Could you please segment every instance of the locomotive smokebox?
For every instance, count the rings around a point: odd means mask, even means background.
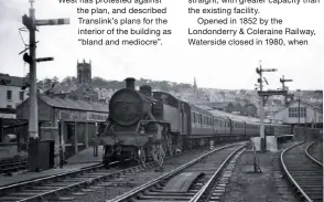
[[[140,87],[140,92],[142,92],[142,93],[145,94],[145,95],[151,96],[152,87],[149,86],[149,85],[142,85],[142,86]]]
[[[128,89],[134,89],[134,78],[133,77],[128,77],[125,79],[126,82],[126,88]]]

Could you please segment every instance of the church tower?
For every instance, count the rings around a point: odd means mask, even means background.
[[[91,60],[89,63],[85,60],[82,63],[77,61],[77,82],[78,85],[91,85]]]

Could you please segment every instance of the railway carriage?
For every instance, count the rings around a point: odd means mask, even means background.
[[[215,116],[148,85],[134,89],[134,78],[116,92],[109,103],[109,117],[97,137],[104,146],[104,162],[153,159],[163,164],[179,150],[205,146],[209,140],[239,140],[259,136],[259,123]],[[266,132],[284,134],[287,126],[267,125]]]

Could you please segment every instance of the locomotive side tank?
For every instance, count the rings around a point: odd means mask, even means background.
[[[148,158],[162,164],[164,157],[173,153],[171,125],[161,114],[168,108],[174,117],[177,107],[165,106],[151,94],[150,86],[136,91],[134,78],[127,78],[126,88],[111,97],[108,125],[98,142],[104,145],[106,164],[125,159],[145,162]]]

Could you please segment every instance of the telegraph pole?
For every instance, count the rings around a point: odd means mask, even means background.
[[[277,72],[277,68],[262,68],[261,64],[257,67],[257,73],[260,75],[258,83],[260,84],[260,92],[263,92],[262,72]],[[261,151],[267,150],[266,135],[264,135],[264,96],[260,95],[260,137],[261,137]]]
[[[292,82],[292,79],[284,79],[284,75],[282,75],[282,78],[280,78],[280,83],[282,84],[282,91],[285,91],[285,86],[284,86],[285,82]],[[288,96],[289,95],[284,96],[284,104],[285,105],[288,105]]]
[[[53,57],[36,59],[36,25],[69,24],[69,19],[36,20],[34,0],[31,3],[30,17],[24,14],[22,23],[30,32],[30,55],[24,53],[24,62],[30,64],[30,117],[29,117],[29,161],[30,170],[39,170],[39,106],[37,106],[37,83],[36,83],[36,62],[53,61]],[[24,52],[24,51],[23,51]]]

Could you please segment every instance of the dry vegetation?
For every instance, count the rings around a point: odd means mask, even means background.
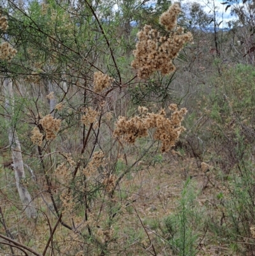
[[[173,4],[132,59],[85,2],[0,18],[25,25],[0,45],[0,255],[254,255],[254,52],[229,31],[219,56]]]

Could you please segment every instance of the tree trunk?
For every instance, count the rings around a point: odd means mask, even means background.
[[[10,79],[6,78],[4,79],[3,87],[5,97],[7,131],[13,162],[16,185],[27,216],[29,218],[35,218],[36,216],[36,209],[33,206],[32,198],[27,188],[22,184],[22,181],[24,181],[26,176],[20,144],[15,131],[15,124],[13,124],[11,121],[15,102],[12,82]]]

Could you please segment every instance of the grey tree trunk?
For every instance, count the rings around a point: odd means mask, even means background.
[[[50,93],[51,92],[55,93],[55,86],[54,84],[54,82],[52,82],[51,81],[48,81],[48,89],[49,93]],[[50,111],[50,113],[52,116],[54,116],[54,110],[55,110],[55,107],[56,105],[56,100],[55,98],[55,96],[54,96],[54,98],[50,98],[50,99],[49,99]]]
[[[5,111],[6,114],[8,135],[9,143],[11,146],[16,185],[22,204],[27,216],[29,218],[35,218],[36,216],[36,209],[33,206],[32,198],[27,188],[22,183],[26,176],[20,144],[15,131],[15,125],[11,122],[15,101],[12,82],[10,79],[4,79],[3,88],[5,97]]]

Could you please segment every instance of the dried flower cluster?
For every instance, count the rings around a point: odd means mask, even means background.
[[[17,54],[17,50],[7,41],[0,45],[0,59],[10,61]]]
[[[43,128],[47,140],[54,139],[59,130],[61,121],[53,118],[51,115],[45,116],[40,121],[40,124]]]
[[[207,172],[212,169],[212,166],[203,162],[201,163],[201,169],[203,172]]]
[[[104,89],[108,88],[112,84],[113,79],[102,72],[94,73],[94,90],[95,93],[101,93]]]
[[[96,110],[94,110],[91,107],[89,107],[84,110],[85,115],[82,115],[82,122],[85,125],[89,125],[91,123],[94,123],[96,121],[96,117],[98,116],[98,113]]]
[[[105,166],[105,154],[102,151],[97,151],[93,154],[93,156],[87,167],[83,169],[83,173],[86,176],[91,176],[96,172],[100,166]]]
[[[146,109],[140,109],[143,116],[136,116],[127,120],[120,117],[116,123],[114,135],[122,137],[128,143],[135,143],[137,138],[148,135],[148,130],[156,128],[154,137],[161,141],[161,151],[169,151],[175,145],[181,132],[185,128],[181,126],[186,109],[178,110],[176,104],[171,104],[169,109],[171,111],[171,119],[166,117],[166,112],[162,109],[159,114],[146,113]]]
[[[110,227],[106,229],[102,229],[101,228],[98,229],[97,232],[98,237],[101,243],[106,243],[110,241],[113,236],[114,230]]]
[[[48,100],[53,100],[55,98],[54,92],[51,91],[48,95],[46,95],[46,98]]]
[[[8,27],[7,18],[4,16],[0,16],[0,29],[6,30]]]
[[[60,102],[55,106],[55,109],[59,111],[63,109],[64,104],[62,102]]]
[[[137,34],[138,42],[133,52],[135,59],[131,65],[138,70],[140,79],[147,79],[155,71],[161,71],[165,75],[175,70],[173,59],[186,43],[193,41],[191,33],[184,33],[182,28],[176,26],[180,11],[178,4],[175,3],[159,18],[161,24],[169,31],[168,36],[160,36],[148,25]]]
[[[177,3],[173,4],[167,11],[161,14],[159,17],[159,23],[164,26],[167,31],[171,31],[177,24],[177,17],[180,11],[182,10],[180,5]]]
[[[32,136],[31,137],[33,143],[34,145],[41,146],[43,142],[43,135],[40,133],[39,129],[36,126],[32,130]]]

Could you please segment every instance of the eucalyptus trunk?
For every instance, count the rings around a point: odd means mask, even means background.
[[[15,125],[12,121],[15,101],[12,82],[10,79],[6,78],[4,79],[3,88],[5,97],[7,131],[13,162],[13,167],[15,172],[16,185],[23,207],[27,216],[29,218],[35,218],[36,216],[36,208],[33,206],[32,198],[27,188],[24,186],[26,176],[20,143],[15,131]]]

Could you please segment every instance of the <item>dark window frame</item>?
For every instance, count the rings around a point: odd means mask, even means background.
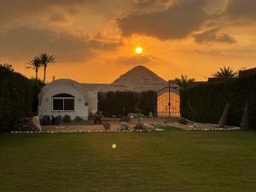
[[[62,109],[55,110],[55,100],[62,101]],[[67,102],[65,102],[65,100],[73,101],[73,108],[70,108],[69,109],[67,106]],[[69,106],[70,107],[70,106]],[[73,108],[73,109],[71,109]],[[74,112],[75,111],[75,97],[73,96],[71,96],[69,94],[58,94],[52,97],[52,103],[51,103],[51,109],[53,112]]]

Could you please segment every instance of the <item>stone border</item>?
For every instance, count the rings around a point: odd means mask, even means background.
[[[90,132],[145,132],[145,131],[163,131],[163,129],[155,129],[155,130],[141,130],[141,131],[11,131],[13,134],[24,134],[24,133],[90,133]]]

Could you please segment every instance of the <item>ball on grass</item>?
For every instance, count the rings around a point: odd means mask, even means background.
[[[116,148],[116,144],[112,144],[112,148]]]

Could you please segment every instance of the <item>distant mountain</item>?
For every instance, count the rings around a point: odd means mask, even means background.
[[[96,91],[108,90],[158,90],[165,85],[166,80],[143,66],[137,66],[110,84],[83,84],[84,89]]]
[[[136,91],[158,90],[166,83],[156,73],[143,66],[137,66],[121,75],[112,86]]]

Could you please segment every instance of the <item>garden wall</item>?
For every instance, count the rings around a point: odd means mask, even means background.
[[[10,66],[0,66],[0,132],[11,131],[28,113],[37,112],[40,89],[38,82]]]
[[[195,122],[217,124],[226,103],[230,103],[227,124],[240,126],[247,101],[250,127],[256,129],[256,76],[207,83],[182,90],[181,114]]]
[[[156,115],[157,94],[148,90],[134,91],[109,91],[99,93],[98,109],[106,117],[122,117],[129,113],[142,113],[148,115],[150,112]]]

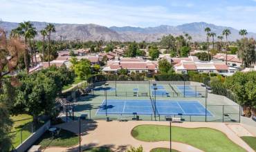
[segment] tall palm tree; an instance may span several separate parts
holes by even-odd
[[[37,35],[37,32],[36,30],[36,28],[34,28],[33,26],[30,28],[30,34],[28,36],[29,39],[29,45],[30,48],[30,57],[31,57],[31,63],[32,63],[32,67],[34,67],[34,60],[33,60],[33,54],[35,55],[35,64],[37,64],[37,59],[36,59],[36,55],[35,55],[35,37]],[[31,41],[31,39],[33,39],[33,42]]]
[[[210,33],[210,35],[212,38],[212,50],[214,50],[214,37],[216,37],[216,33],[215,32],[211,32],[211,33]],[[211,57],[212,57],[212,55],[211,55]]]
[[[192,37],[190,35],[188,35],[188,43],[189,43],[188,46],[190,47],[190,42],[191,42],[191,40],[192,40]]]
[[[207,27],[204,29],[204,31],[206,32],[206,40],[207,40],[207,51],[208,52],[208,61],[210,60],[210,56],[209,56],[209,35],[210,32],[210,28]]]
[[[47,58],[48,58],[48,65],[50,67],[50,45],[51,45],[51,34],[52,32],[55,32],[55,26],[52,23],[48,23],[45,30],[47,32],[48,37],[48,50],[47,50]]]
[[[239,30],[239,35],[242,37],[242,39],[244,40],[244,37],[248,34],[247,30],[246,29],[241,29]],[[246,45],[244,44],[244,46],[241,48],[242,50],[239,51],[239,57],[241,59],[241,66],[244,66],[244,59],[243,59],[243,56],[244,56],[244,50],[245,50],[245,47]]]
[[[185,33],[184,36],[185,37],[186,39],[188,39],[188,37],[190,36],[188,33]],[[185,41],[186,43],[186,46],[188,46],[188,43],[187,41]]]
[[[47,35],[47,31],[45,29],[40,30],[42,36],[43,36],[43,61],[44,61],[44,52],[45,52],[45,39]]]
[[[239,35],[244,39],[244,37],[248,34],[246,29],[241,29],[239,30]]]
[[[35,28],[30,21],[21,22],[19,26],[12,30],[13,34],[24,37],[25,39],[25,52],[24,52],[24,62],[27,73],[29,73],[29,62],[28,62],[28,39],[30,39]]]
[[[217,37],[218,39],[220,40],[220,43],[221,43],[221,52],[222,52],[222,39],[223,39],[223,36],[221,35],[219,35]]]
[[[228,65],[228,36],[231,35],[231,32],[226,28],[222,31],[222,35],[226,37],[226,64]]]

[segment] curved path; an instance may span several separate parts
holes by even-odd
[[[125,151],[131,145],[138,147],[141,145],[145,151],[157,147],[170,147],[169,142],[147,142],[139,141],[131,135],[131,131],[134,127],[140,124],[161,124],[169,125],[168,122],[146,122],[146,121],[130,121],[120,122],[118,121],[106,122],[99,120],[95,122],[82,122],[82,140],[81,145],[82,149],[90,146],[109,146],[114,151]],[[57,126],[78,133],[79,126],[77,122],[71,122]],[[218,129],[224,133],[229,139],[235,143],[243,147],[246,151],[254,151],[246,143],[239,137],[224,123],[218,122],[183,122],[172,124],[174,126],[196,128],[209,127]],[[179,151],[202,151],[190,145],[172,142],[172,149]],[[78,145],[71,148],[51,147],[44,151],[78,151]]]

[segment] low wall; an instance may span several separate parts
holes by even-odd
[[[33,133],[29,136],[22,144],[19,144],[16,150],[18,152],[26,151],[29,147],[30,147],[34,142],[41,137],[41,135],[47,131],[48,128],[51,126],[51,121],[48,120],[42,126],[41,126],[37,131]]]
[[[241,117],[241,124],[254,136],[256,136],[256,122],[252,118]]]

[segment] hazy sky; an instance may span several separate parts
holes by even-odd
[[[256,0],[0,0],[0,19],[140,27],[205,21],[256,32]]]

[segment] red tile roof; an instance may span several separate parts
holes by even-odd
[[[187,70],[195,70],[197,69],[194,64],[183,64],[183,66]]]
[[[214,64],[215,68],[216,68],[216,70],[228,70],[228,66],[227,66],[227,65],[226,64]]]

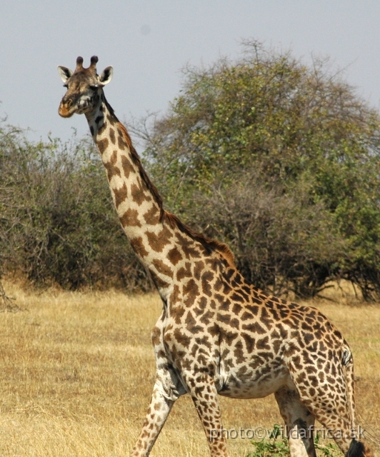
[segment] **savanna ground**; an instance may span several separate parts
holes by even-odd
[[[0,456],[129,455],[154,382],[150,331],[161,310],[158,296],[4,285],[25,311],[0,313]],[[309,304],[349,341],[359,418],[379,438],[380,306],[361,305],[337,288],[330,298]],[[281,423],[273,396],[220,403],[226,429]],[[247,439],[229,439],[228,446],[231,456],[253,451]],[[208,455],[187,396],[176,402],[151,455]]]

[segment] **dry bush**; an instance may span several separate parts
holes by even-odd
[[[4,286],[27,311],[0,314],[0,455],[128,455],[154,381],[150,331],[161,311],[159,297],[116,291],[41,293],[11,283]],[[329,298],[341,298],[339,288],[330,290]],[[380,308],[331,300],[312,304],[349,341],[362,425],[378,432]],[[226,428],[281,423],[273,396],[251,401],[221,397],[220,403]],[[229,440],[228,444],[231,455],[252,450],[248,440]],[[191,401],[181,397],[152,456],[207,453]]]

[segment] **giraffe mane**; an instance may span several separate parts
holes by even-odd
[[[117,121],[117,126],[119,129],[120,129],[123,136],[124,137],[124,139],[128,145],[128,147],[129,148],[132,160],[134,161],[134,164],[139,169],[139,172],[141,179],[145,183],[145,185],[148,188],[148,190],[151,194],[151,195],[153,195],[156,204],[159,205],[159,208],[160,209],[160,221],[162,222],[165,221],[170,225],[171,227],[177,227],[182,233],[186,233],[192,239],[200,243],[209,253],[215,251],[219,252],[221,255],[221,256],[227,261],[229,265],[234,267],[235,263],[234,254],[226,244],[225,244],[224,243],[221,243],[220,241],[214,240],[211,238],[208,238],[203,233],[194,231],[186,225],[185,225],[176,216],[172,214],[171,213],[169,213],[164,209],[162,198],[159,194],[157,188],[151,182],[149,177],[148,176],[148,174],[143,168],[139,154],[137,154],[137,151],[132,144],[129,134],[128,133],[125,126],[117,119],[114,109],[105,99],[105,97],[104,101],[107,105],[107,109],[109,111],[110,114],[111,114],[111,116],[114,116],[115,119]]]

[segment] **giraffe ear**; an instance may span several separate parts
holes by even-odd
[[[61,66],[61,65],[58,66],[57,70],[59,76],[61,76],[61,79],[66,84],[69,78],[72,76],[73,72],[71,71],[71,70],[70,70],[70,69],[68,69],[66,66]]]
[[[99,82],[102,86],[108,84],[112,79],[112,75],[114,74],[114,69],[111,66],[107,66],[104,69],[103,73],[99,76]]]

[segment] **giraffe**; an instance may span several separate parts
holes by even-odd
[[[67,89],[59,113],[84,114],[104,165],[120,223],[162,300],[151,332],[156,381],[132,451],[148,456],[176,400],[189,393],[213,457],[227,456],[218,394],[274,393],[291,457],[316,457],[315,419],[348,457],[371,451],[356,433],[351,351],[317,309],[247,283],[224,243],[196,233],[164,209],[161,199],[106,100],[113,68],[96,73],[78,57],[59,66]]]

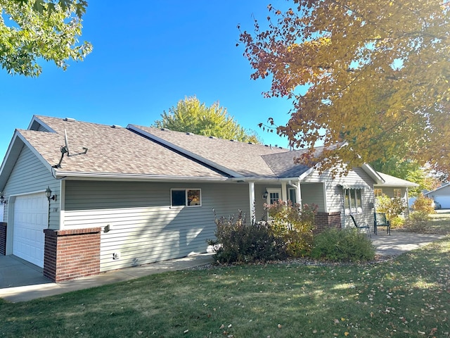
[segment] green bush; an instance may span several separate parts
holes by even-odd
[[[254,263],[284,259],[284,250],[278,245],[265,223],[247,224],[241,211],[226,218],[216,218],[214,259],[219,263]]]
[[[405,222],[405,228],[413,232],[424,232],[428,227],[430,220],[427,211],[413,211]]]
[[[315,236],[310,256],[332,262],[362,262],[375,258],[375,247],[357,229],[329,229]]]
[[[420,194],[417,196],[416,201],[413,204],[412,208],[414,211],[419,211],[422,213],[430,215],[435,213],[435,208],[432,206],[433,200],[425,197],[423,194]]]
[[[312,246],[313,230],[317,206],[281,200],[273,204],[265,204],[270,220],[269,230],[276,243],[284,248],[289,257],[298,258],[307,255]]]
[[[391,199],[387,195],[379,196],[375,200],[377,213],[386,214],[387,220],[394,220],[407,208],[406,203],[402,199],[395,197]]]

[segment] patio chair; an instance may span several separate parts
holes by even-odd
[[[386,219],[386,214],[375,213],[373,214],[373,232],[377,234],[378,227],[386,227],[386,232],[391,234],[391,223]]]
[[[358,223],[356,223],[356,221],[354,219],[354,217],[353,217],[353,215],[350,215],[350,217],[352,218],[353,224],[354,224],[354,226],[356,227],[356,229],[366,229],[366,230],[367,231],[368,236],[371,238],[372,237],[372,236],[371,236],[371,232],[369,230],[370,227],[368,226],[368,224],[366,223],[366,224],[358,225]]]

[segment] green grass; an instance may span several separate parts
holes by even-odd
[[[0,337],[447,337],[450,237],[368,265],[214,267],[32,301]]]

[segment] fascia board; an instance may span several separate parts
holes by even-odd
[[[223,165],[220,165],[217,163],[216,163],[215,162],[213,162],[210,160],[208,160],[207,158],[205,158],[204,157],[200,156],[196,154],[192,153],[191,151],[187,151],[186,149],[179,146],[176,146],[175,144],[173,144],[167,141],[166,141],[164,139],[161,139],[160,137],[158,137],[157,136],[153,135],[153,134],[150,134],[149,132],[147,132],[144,130],[142,130],[141,129],[138,128],[136,125],[128,125],[127,126],[127,129],[129,130],[132,130],[135,132],[137,132],[138,134],[141,134],[141,135],[143,135],[146,137],[148,137],[150,139],[153,139],[154,141],[156,141],[158,143],[160,143],[162,144],[164,144],[166,146],[168,146],[169,148],[171,148],[176,151],[179,151],[181,154],[184,154],[184,155],[191,157],[197,161],[199,161],[207,165],[210,165],[212,168],[214,168],[216,169],[217,169],[218,170],[220,170],[223,173],[225,173],[231,176],[233,176],[235,177],[243,177],[244,176],[241,174],[240,174],[239,173],[236,173],[234,170],[231,170],[228,168],[224,167]]]
[[[8,180],[8,177],[9,177],[9,175],[11,174],[11,172],[13,170],[13,167],[14,166],[13,163],[15,163],[15,161],[19,157],[19,154],[20,153],[20,151],[16,151],[16,154],[13,153],[13,149],[15,145],[15,142],[17,142],[16,139],[18,138],[18,132],[17,130],[14,131],[14,134],[11,138],[11,141],[9,142],[9,146],[8,146],[6,154],[5,154],[5,157],[4,158],[3,162],[1,163],[1,166],[0,166],[0,191],[3,191],[4,188],[5,187],[5,184],[6,184],[6,181]],[[23,146],[23,144],[22,144],[22,146]],[[14,158],[13,158],[11,156],[14,156]],[[11,161],[13,162],[13,165],[11,165],[11,168],[8,168],[8,164]],[[9,170],[7,175],[5,174],[5,170]]]
[[[20,140],[22,140],[22,142],[24,143],[24,144],[25,146],[27,146],[30,150],[31,151],[32,153],[33,153],[33,154],[42,163],[42,164],[44,165],[44,166],[45,168],[47,168],[47,170],[53,174],[53,168],[51,166],[51,165],[47,162],[46,161],[45,158],[44,158],[44,157],[42,157],[42,155],[41,155],[39,154],[39,151],[37,151],[34,147],[33,146],[32,146],[30,142],[28,142],[28,141],[27,140],[27,139],[25,139],[21,134],[20,132],[18,132],[17,133],[17,136],[19,139],[20,139]]]
[[[186,182],[225,182],[228,177],[199,177],[164,176],[142,174],[119,174],[115,173],[80,173],[71,171],[56,171],[56,178],[58,180],[133,180],[133,181],[186,181]]]
[[[36,116],[35,115],[33,115],[33,118],[31,119],[31,122],[30,123],[30,125],[28,125],[28,130],[31,130],[31,126],[33,125],[33,123],[37,122],[38,123],[39,125],[45,127],[46,129],[49,130],[49,131],[50,132],[56,132],[53,128],[51,128],[49,125],[47,125],[46,123],[44,123],[44,122],[42,122],[42,120],[41,120],[37,116]]]
[[[376,184],[382,184],[385,183],[385,180],[368,163],[363,164],[361,168],[364,170],[367,175],[368,175],[372,180],[373,180]]]

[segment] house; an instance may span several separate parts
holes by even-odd
[[[350,213],[373,222],[373,187],[385,189],[394,177],[364,165],[333,178],[294,164],[299,154],[33,116],[27,130],[15,131],[0,167],[0,254],[60,282],[205,252],[213,209],[259,220],[264,203],[290,199],[319,206],[319,228],[352,226]]]
[[[409,201],[408,189],[409,188],[418,187],[418,184],[382,173],[378,172],[378,173],[382,179],[383,182],[381,184],[373,184],[373,194],[375,197],[387,195],[391,199],[401,199],[404,202],[404,205],[408,206]],[[409,213],[408,208],[405,209],[405,213],[406,214]]]
[[[439,202],[443,209],[450,209],[450,183],[444,184],[431,192],[425,192],[424,195]]]

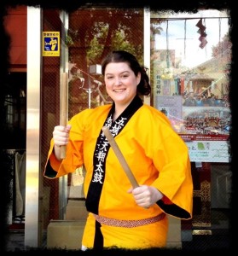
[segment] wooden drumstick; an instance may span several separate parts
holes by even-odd
[[[124,155],[122,154],[122,153],[121,153],[117,143],[115,142],[115,139],[113,138],[112,133],[110,132],[108,127],[103,126],[102,130],[104,135],[106,136],[108,143],[110,143],[112,148],[113,149],[113,151],[114,151],[119,163],[121,164],[126,176],[128,177],[131,183],[132,184],[133,189],[139,187],[139,184],[137,183],[137,181],[135,178],[134,174],[131,171]]]
[[[67,73],[62,74],[62,84],[61,88],[61,114],[60,125],[66,126],[67,123]],[[61,158],[66,157],[66,146],[61,147]]]

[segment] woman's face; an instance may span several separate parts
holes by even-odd
[[[106,90],[115,104],[128,105],[136,94],[141,73],[136,77],[127,62],[111,62],[105,68]]]

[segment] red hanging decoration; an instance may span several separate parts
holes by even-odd
[[[199,40],[200,41],[200,44],[199,47],[203,49],[207,44],[207,41],[206,41],[206,33],[205,32],[206,26],[202,24],[202,19],[199,20],[199,22],[196,24],[196,26],[199,27],[197,32],[200,33]]]

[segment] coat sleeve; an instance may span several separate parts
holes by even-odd
[[[167,214],[189,219],[193,211],[193,179],[189,148],[165,123],[154,133],[154,139],[156,137],[160,143],[154,148],[153,161],[160,172],[152,185],[165,195],[157,205]]]

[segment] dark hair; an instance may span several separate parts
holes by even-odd
[[[132,54],[125,50],[113,50],[109,53],[102,63],[102,73],[103,76],[105,74],[107,65],[111,62],[127,62],[136,76],[140,73],[141,81],[137,85],[137,93],[144,96],[148,96],[150,94],[151,87],[146,68],[139,64],[138,61]]]

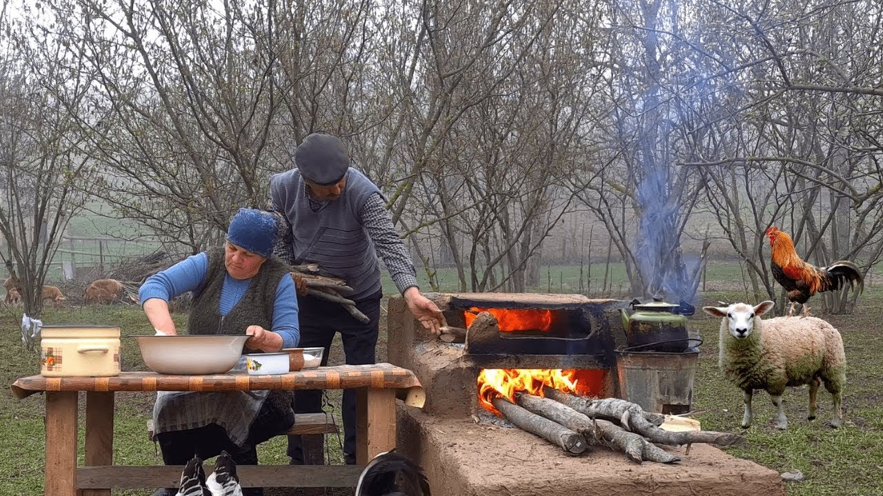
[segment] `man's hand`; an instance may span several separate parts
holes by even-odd
[[[297,272],[292,272],[291,278],[294,279],[294,289],[298,291],[298,296],[306,297],[308,288],[306,287],[306,280],[304,279],[304,276]]]
[[[405,289],[402,296],[408,304],[408,310],[417,317],[424,327],[435,335],[442,334],[440,327],[445,324],[444,315],[434,302],[421,295],[416,286]]]

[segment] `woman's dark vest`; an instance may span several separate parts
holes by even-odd
[[[223,248],[206,252],[208,270],[196,290],[187,317],[187,334],[245,335],[249,326],[260,326],[270,330],[273,327],[273,307],[279,281],[289,274],[288,267],[277,259],[270,258],[260,266],[252,278],[245,294],[227,315],[219,312],[221,289],[227,268],[224,267]]]

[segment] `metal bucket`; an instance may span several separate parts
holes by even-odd
[[[691,342],[701,340],[691,338]],[[650,346],[655,343],[647,343]],[[687,351],[616,350],[620,395],[646,411],[679,415],[692,410],[693,380],[699,363],[698,345]]]

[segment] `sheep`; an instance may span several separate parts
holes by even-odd
[[[7,277],[5,281],[3,282],[3,288],[8,292],[10,289],[19,289],[19,278],[16,276]]]
[[[123,283],[116,279],[99,279],[83,291],[83,303],[111,302],[123,294]]]
[[[54,302],[62,302],[66,299],[58,288],[55,286],[43,286],[43,301],[52,300]]]
[[[43,301],[51,300],[54,302],[63,302],[67,298],[62,294],[61,289],[55,286],[43,286]],[[6,291],[4,301],[8,304],[18,304],[21,303],[21,293],[17,288],[10,288]]]
[[[8,305],[19,304],[21,303],[21,295],[19,294],[19,290],[15,288],[10,288],[6,291],[6,296],[3,299],[4,303]]]
[[[742,427],[751,425],[751,393],[764,389],[776,407],[776,428],[788,428],[781,395],[789,386],[810,386],[809,420],[816,417],[819,382],[834,398],[832,427],[840,426],[841,401],[846,386],[846,354],[840,333],[815,317],[778,317],[761,320],[775,304],[765,301],[753,308],[743,303],[702,310],[721,321],[720,366],[724,375],[744,392]]]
++++++++
CHALLENGE >> Copy out each line of the listing above that contains the string "grass".

FINISHED ANSWER >>
Could you please segment every instance of the <item>ball on grass</item>?
[segment] green grass; an instance may span several separate parts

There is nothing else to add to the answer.